**To be done:** Please print exactly the lines running from the one that contains "Provide the polygon of every instance of the shirt" to the end of the data, with both lines included.

*** Given data ***

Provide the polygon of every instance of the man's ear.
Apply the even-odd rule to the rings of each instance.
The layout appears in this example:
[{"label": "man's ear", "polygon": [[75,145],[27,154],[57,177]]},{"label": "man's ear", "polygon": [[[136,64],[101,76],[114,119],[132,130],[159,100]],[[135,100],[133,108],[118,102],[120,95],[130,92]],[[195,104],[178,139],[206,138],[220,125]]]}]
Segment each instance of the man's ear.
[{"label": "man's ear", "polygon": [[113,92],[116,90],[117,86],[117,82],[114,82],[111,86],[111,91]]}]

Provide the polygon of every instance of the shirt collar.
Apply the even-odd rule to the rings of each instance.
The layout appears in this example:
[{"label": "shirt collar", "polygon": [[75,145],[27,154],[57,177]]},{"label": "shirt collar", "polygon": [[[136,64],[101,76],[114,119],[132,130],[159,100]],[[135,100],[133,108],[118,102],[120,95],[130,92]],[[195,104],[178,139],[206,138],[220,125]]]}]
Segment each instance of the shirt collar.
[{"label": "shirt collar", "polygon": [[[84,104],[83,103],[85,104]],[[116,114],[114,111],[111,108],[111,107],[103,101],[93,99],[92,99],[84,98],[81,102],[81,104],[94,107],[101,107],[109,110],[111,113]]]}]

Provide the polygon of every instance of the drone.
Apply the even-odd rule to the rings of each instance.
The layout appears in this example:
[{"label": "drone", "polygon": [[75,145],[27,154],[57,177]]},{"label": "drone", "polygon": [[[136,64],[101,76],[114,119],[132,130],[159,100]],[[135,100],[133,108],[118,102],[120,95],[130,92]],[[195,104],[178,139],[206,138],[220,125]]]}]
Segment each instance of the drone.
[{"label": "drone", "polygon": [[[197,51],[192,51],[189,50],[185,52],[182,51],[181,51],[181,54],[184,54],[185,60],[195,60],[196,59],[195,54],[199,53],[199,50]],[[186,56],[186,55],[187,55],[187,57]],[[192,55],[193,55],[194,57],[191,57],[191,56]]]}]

***

**Complete answer:**
Provide the polygon of every instance of the shirt collar.
Apply the even-odd rule to the rings of each instance.
The layout appears in this example:
[{"label": "shirt collar", "polygon": [[75,145],[27,154],[57,177]]},{"label": "shirt collar", "polygon": [[[136,64],[101,76],[114,119],[132,130],[159,100]],[[135,100],[133,108],[118,102],[120,95],[130,92]],[[195,104],[178,139],[206,138],[220,125]]]}]
Segment each instance of the shirt collar.
[{"label": "shirt collar", "polygon": [[[84,104],[83,103],[85,104]],[[116,114],[114,111],[111,108],[111,107],[103,101],[93,99],[92,99],[84,98],[81,102],[81,104],[94,107],[101,107],[109,110],[111,113]]]}]

Provide the polygon of every instance of the drone.
Apply the even-odd rule to the rings of each instance.
The layout appears in this example:
[{"label": "drone", "polygon": [[75,145],[27,154],[57,177]]},{"label": "drone", "polygon": [[[136,64],[101,76],[114,119],[132,130],[159,100]],[[135,100],[133,108],[118,102],[120,95],[130,92]],[[195,104],[178,139],[206,138],[220,125]]]}]
Segment each instance of the drone.
[{"label": "drone", "polygon": [[[197,51],[192,51],[189,50],[185,52],[182,51],[181,51],[181,54],[184,54],[185,60],[195,60],[196,59],[195,54],[199,53],[199,50]],[[186,56],[186,55],[187,55],[187,57]],[[192,55],[193,55],[194,57],[191,57],[191,56]]]}]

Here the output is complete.